GIVEN DATA:
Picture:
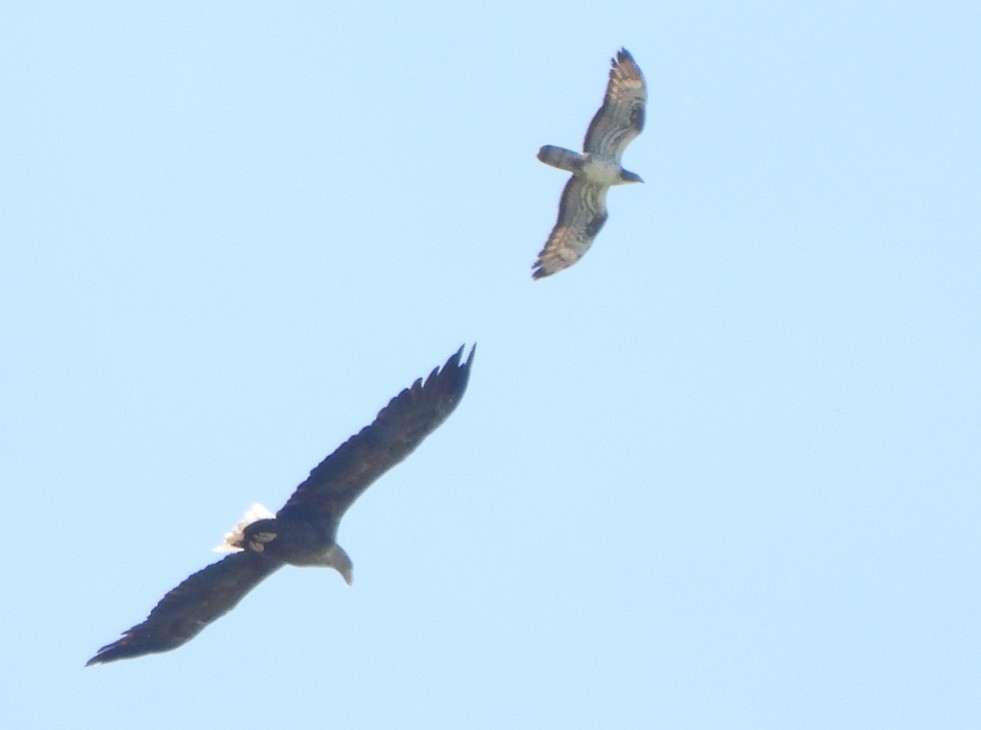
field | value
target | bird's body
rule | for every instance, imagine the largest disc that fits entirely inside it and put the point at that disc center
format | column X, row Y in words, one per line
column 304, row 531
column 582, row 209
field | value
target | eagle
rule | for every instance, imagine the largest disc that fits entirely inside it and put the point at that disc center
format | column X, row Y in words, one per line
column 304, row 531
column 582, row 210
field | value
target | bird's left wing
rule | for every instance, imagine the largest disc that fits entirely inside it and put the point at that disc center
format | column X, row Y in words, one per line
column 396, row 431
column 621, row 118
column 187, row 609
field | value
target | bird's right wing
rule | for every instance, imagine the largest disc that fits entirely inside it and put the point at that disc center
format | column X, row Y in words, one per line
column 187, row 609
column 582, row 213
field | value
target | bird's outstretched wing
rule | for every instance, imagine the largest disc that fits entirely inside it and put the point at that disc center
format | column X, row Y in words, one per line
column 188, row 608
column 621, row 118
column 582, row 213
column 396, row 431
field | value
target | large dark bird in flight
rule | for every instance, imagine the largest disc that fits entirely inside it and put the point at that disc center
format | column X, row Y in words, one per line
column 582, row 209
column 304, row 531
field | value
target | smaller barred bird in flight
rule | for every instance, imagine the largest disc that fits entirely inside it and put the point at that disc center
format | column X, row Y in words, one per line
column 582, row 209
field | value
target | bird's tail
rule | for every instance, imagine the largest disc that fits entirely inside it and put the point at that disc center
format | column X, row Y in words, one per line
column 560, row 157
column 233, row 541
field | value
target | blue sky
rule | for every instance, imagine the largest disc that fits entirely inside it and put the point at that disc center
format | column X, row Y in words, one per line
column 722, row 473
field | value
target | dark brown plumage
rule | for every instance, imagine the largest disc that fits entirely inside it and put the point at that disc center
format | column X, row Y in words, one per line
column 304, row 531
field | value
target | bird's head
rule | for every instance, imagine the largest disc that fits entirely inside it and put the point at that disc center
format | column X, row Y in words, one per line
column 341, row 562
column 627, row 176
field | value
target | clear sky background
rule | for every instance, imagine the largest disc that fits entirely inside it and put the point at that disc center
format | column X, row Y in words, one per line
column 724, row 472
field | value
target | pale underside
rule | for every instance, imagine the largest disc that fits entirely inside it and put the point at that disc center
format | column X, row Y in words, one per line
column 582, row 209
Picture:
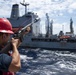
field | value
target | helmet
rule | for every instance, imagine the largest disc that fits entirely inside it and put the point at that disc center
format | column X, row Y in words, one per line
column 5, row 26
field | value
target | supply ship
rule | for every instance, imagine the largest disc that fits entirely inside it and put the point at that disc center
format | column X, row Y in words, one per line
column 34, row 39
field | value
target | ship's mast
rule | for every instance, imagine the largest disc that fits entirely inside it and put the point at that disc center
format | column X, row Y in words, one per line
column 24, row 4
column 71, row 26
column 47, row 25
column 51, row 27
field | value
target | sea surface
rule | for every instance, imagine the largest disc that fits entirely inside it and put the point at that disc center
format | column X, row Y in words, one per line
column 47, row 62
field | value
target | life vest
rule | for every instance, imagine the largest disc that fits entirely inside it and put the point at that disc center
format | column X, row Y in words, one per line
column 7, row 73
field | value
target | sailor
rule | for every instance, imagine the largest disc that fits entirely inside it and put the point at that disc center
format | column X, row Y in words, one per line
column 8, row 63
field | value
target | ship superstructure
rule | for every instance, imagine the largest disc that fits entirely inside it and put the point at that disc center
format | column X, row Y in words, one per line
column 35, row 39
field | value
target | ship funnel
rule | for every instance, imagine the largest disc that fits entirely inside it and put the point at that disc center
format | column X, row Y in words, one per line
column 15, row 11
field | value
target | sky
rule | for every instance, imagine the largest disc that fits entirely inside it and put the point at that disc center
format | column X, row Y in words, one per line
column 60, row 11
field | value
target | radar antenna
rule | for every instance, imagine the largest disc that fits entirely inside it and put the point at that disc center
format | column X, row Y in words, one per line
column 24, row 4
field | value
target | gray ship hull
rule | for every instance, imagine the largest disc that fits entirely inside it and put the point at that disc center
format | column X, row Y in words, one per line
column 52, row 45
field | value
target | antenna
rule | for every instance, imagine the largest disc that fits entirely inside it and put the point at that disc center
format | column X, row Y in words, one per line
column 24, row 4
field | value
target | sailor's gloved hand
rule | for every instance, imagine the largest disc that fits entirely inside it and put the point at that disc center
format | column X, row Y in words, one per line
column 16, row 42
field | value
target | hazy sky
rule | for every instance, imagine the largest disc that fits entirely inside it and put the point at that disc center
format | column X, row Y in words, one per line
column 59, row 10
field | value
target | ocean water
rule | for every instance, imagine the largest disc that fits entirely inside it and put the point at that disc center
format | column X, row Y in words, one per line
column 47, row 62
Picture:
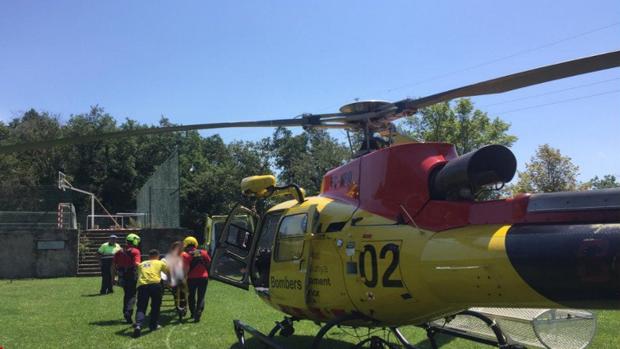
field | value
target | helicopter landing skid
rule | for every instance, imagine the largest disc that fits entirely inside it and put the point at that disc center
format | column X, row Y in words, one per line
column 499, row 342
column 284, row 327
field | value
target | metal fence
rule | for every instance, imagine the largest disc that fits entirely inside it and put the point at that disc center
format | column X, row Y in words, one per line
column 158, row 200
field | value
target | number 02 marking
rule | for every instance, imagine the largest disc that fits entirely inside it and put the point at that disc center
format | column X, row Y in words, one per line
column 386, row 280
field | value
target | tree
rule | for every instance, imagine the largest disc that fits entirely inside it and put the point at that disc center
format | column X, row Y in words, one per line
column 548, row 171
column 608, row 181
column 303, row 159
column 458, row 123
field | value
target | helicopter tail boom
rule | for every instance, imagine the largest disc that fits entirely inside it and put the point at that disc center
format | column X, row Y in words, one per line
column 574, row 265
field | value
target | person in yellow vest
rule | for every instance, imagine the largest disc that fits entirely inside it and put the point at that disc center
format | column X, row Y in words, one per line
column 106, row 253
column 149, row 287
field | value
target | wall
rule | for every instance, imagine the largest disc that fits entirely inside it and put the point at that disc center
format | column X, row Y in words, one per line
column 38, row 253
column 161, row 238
* * *
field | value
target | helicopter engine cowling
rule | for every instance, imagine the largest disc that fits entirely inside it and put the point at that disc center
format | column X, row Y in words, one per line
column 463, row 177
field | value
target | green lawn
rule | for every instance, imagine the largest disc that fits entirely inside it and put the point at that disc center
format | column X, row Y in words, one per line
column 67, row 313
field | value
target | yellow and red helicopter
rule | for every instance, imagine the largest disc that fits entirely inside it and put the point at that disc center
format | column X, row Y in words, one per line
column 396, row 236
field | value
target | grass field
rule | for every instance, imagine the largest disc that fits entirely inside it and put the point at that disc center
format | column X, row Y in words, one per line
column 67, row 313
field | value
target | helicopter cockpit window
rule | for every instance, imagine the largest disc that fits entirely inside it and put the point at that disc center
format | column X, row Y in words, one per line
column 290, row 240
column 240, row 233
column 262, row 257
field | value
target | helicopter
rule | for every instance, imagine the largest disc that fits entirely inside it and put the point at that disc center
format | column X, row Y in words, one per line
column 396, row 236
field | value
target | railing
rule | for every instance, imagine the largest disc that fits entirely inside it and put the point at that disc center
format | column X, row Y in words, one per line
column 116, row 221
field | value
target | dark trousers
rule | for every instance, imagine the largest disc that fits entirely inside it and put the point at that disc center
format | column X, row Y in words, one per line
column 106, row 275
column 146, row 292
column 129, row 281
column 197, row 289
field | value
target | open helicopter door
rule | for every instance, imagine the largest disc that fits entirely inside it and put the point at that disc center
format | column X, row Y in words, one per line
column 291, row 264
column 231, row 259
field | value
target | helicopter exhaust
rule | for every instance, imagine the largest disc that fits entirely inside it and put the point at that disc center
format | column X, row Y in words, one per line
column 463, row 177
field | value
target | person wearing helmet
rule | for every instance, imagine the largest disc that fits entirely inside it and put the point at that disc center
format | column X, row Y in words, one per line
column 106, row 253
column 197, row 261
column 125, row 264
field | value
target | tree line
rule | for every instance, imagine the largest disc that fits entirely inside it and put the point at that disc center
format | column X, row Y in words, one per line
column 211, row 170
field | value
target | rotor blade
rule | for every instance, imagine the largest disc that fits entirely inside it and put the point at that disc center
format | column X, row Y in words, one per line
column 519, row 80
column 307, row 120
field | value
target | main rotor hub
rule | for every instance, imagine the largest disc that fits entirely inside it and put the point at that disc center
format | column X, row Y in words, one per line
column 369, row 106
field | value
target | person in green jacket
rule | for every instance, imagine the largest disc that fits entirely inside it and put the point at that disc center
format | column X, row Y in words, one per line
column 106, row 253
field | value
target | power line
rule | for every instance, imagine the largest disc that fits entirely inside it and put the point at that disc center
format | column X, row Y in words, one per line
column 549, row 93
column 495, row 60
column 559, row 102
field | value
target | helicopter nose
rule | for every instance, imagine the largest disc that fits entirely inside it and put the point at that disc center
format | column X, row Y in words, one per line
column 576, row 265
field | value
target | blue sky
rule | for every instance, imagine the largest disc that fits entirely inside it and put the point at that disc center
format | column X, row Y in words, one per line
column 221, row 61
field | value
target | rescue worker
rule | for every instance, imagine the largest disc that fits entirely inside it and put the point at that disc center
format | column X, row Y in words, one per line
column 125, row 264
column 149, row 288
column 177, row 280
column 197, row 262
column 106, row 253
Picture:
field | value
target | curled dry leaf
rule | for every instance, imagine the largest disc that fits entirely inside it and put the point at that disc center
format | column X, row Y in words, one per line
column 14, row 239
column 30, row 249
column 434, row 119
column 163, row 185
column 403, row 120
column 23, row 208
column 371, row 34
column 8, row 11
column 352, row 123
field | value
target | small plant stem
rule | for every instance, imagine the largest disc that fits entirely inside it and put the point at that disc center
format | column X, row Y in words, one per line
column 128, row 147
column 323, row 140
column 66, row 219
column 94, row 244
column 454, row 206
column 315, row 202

TASK BRIEF: Which lines above include the word "ship"? Return each one.

SOLUTION TO THIS EXERCISE:
target | supply ship
target | ship's mast
target | ship superstructure
target | ship funnel
target | gray ship hull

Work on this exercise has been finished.